● **MATERIAL TO PROCESS**
--- START ---
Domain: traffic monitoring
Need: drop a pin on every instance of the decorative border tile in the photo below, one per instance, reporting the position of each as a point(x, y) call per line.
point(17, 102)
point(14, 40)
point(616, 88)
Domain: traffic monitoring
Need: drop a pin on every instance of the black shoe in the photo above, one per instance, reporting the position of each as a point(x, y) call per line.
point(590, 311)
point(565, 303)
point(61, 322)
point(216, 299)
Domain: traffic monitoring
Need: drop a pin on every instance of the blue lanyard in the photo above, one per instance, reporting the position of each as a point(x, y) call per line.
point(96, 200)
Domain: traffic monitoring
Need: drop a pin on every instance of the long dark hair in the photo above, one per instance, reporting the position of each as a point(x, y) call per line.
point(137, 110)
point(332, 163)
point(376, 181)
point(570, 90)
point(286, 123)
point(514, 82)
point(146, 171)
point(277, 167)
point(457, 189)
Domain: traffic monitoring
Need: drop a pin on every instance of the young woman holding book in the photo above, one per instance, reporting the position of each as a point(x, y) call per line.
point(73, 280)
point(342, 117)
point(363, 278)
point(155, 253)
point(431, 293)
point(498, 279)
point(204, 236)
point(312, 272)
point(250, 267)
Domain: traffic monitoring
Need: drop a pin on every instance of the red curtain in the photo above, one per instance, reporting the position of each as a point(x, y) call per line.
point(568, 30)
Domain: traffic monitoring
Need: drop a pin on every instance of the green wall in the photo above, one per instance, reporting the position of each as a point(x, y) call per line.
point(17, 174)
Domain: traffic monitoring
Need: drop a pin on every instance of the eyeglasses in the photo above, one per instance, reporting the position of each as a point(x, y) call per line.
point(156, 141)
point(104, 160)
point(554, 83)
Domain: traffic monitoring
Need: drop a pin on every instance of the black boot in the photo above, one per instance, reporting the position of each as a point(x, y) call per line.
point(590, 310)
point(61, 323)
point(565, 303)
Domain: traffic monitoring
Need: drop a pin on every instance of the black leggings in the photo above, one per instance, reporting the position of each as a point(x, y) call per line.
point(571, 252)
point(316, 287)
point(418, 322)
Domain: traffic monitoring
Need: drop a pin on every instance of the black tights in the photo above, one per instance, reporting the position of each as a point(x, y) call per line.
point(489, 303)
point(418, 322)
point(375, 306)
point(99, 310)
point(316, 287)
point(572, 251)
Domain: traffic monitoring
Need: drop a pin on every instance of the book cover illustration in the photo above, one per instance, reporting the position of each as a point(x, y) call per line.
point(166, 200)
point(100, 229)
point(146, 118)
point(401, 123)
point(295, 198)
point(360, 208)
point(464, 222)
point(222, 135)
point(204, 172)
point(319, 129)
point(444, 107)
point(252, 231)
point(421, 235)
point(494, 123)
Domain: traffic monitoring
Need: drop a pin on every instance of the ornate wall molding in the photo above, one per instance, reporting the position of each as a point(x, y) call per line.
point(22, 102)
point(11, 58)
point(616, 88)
--- END ---
Starting with the line that contains "Need: drop a pin on every instance of the book", copy each line through the end of the data exactly, and leave out all earlier lines.

● **PROBLEM SOLUTION**
Need: drop a pin on every instance of the book cover illustration in the photo above, one per instance, reporting the position of each as a point(x, y) call per line.
point(166, 200)
point(100, 229)
point(146, 118)
point(401, 123)
point(295, 198)
point(360, 208)
point(464, 222)
point(222, 135)
point(204, 172)
point(319, 129)
point(444, 107)
point(252, 231)
point(421, 235)
point(494, 123)
Domain: traffic monitoring
Need: drop a pin on every instance of the ornate wall molding in the photo above, one per instance, reporting the position of each as a point(x, y) call per line.
point(22, 102)
point(11, 58)
point(616, 88)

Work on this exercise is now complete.